#### INPUT RECORDS:

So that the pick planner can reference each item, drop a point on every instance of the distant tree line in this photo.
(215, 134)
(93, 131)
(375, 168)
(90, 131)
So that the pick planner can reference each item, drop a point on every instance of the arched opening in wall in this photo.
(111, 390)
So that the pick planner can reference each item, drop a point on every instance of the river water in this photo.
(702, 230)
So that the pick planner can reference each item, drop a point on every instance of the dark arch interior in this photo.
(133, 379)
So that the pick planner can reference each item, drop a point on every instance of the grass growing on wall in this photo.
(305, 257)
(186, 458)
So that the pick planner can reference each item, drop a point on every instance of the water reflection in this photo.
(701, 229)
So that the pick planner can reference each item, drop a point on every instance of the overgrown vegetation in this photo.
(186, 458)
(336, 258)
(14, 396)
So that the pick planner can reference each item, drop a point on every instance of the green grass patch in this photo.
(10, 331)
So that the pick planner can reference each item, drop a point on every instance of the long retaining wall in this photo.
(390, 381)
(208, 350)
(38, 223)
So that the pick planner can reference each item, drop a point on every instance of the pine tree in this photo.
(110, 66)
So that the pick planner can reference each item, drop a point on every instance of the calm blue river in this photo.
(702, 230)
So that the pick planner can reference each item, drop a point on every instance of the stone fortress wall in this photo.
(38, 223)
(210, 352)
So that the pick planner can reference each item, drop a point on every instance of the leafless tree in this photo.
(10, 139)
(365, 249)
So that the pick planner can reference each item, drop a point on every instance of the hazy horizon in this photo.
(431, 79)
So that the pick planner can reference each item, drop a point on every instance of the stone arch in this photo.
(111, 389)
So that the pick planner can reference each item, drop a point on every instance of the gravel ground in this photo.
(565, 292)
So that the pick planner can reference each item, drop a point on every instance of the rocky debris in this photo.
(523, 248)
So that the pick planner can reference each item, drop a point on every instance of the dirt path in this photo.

#### WRITTEN REQUEST:
Rescale the listing from the line containing "ground in this photo." through the end of the listing, both included, reproducing those lines in full with the requests. Multiply every coordinate in the answers by 0.2 and round to whole numbers, rounding halves up.

#### RESPONSE BELOW:
So that the pick planner can reference each item, drop a point on every instance of the gravel ground in this photo.
(113, 58)
So that the pick planner can reference each item, drop a point on every instance of the rocky debris in this photo.
(105, 50)
So that the pick planner can reference each item, drop a point on every instance of the dirt path in this photo.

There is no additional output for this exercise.